**Page text**:
* * * * *
American mathematician

Jennifer J. Quinn is an American mathematician specializing in combinatorics who is a professor of mathematics at the University of Washington Tacoma. She sits on the board of governors of the Mathematical Association of America, and served as its president for the years 2021 and 2022. From 2004 to 2008, she was co-editor of Math Horizons.

==Education and career==
Quinn went to Williams College as an undergraduate, graduating in 1985. She earned a master's degree from the University of Illinois at Chicago in 1987, and completed her doctorate at the University of Wisconsin–Madison in 1993. Her dissertation, Colorings and Cycle Packings in Graphs and Digraphs, was supervised by Richard A. Brualdi.

She taught at Occidental College until 2005, when she gave up her position as full professor and department chair to move with her husband, biologist Mark Martin, to Washington. She became a part-time lecturer, and executive director of the Association for Women in Mathematics, until earning a faculty position at Tacoma in 2007.
* * * * *
Please extend the biography of mathematician Jennifer J. Quinn, starting after its final sentence.

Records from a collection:
* * * * *
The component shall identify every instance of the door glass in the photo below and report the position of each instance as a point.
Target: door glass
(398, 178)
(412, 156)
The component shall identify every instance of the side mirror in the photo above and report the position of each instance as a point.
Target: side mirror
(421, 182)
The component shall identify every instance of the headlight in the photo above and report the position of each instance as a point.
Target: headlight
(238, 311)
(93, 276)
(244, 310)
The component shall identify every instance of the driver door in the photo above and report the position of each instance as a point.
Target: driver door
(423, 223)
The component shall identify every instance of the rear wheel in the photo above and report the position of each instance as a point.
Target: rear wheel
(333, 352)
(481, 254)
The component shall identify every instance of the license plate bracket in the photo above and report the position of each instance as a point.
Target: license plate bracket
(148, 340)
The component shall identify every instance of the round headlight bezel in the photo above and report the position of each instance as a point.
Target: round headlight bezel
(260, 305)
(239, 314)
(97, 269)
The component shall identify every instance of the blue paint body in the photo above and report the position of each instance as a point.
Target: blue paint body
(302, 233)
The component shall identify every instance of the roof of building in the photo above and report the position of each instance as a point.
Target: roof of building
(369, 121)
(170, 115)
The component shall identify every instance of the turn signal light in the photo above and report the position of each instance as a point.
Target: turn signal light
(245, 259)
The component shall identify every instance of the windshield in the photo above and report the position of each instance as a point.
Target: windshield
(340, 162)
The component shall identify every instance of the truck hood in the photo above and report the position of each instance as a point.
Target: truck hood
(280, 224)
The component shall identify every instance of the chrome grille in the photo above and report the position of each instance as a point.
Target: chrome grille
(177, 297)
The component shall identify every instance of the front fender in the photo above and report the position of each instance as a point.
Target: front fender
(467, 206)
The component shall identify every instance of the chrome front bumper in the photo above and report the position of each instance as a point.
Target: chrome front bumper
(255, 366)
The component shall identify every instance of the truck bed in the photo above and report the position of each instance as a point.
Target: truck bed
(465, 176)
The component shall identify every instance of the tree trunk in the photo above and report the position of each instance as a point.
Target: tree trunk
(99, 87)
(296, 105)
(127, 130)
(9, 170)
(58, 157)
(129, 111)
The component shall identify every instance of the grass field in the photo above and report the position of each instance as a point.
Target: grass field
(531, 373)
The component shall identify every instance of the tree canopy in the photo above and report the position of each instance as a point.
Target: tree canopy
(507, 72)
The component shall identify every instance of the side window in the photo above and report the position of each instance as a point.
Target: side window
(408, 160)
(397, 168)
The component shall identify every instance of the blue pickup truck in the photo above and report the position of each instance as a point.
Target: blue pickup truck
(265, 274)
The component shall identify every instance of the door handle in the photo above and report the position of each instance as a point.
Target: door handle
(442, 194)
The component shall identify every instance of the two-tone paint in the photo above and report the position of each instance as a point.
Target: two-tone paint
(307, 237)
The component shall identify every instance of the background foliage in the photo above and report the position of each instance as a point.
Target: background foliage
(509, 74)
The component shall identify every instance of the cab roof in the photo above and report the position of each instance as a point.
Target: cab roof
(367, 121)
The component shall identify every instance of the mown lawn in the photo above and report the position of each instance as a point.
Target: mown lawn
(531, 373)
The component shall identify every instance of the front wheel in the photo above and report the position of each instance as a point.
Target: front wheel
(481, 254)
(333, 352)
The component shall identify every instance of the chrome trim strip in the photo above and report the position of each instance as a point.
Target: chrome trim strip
* * * * *
**Exercise response**:
==Recognition==
Quinn won a Distinguished Teaching Award from the Mathematical Association of America in 2001, and the Deborah and Franklin Tepper Haimo Award for Distinguished College or University Teaching of Mathematics of the association in 2007.

Quinn's book with Arthur T. Benjamin, Proofs that Really Count: The Art of Combinatorial Proof (2003) won the CHOICE Award for Outstanding Academic Title of the American Library Association and the Beckenbach Book Prize of the Mathematical Association of America.

In 2018, Quinn was elected an officer-at-large member of the board of directors of the Mathematical Association of America (MAA). In 2020, Quinn joined the board of directors of the MAA as president-elect. Her term as president began in 2021. In 2022 she will become a fellow of the Association for Women in Mathematics, "For her outstanding achievements as a teacher, mentor, leader, expositor, and editor; for her pioneering service as AWM executive director; and for continued service as AWM volunteer and supporter."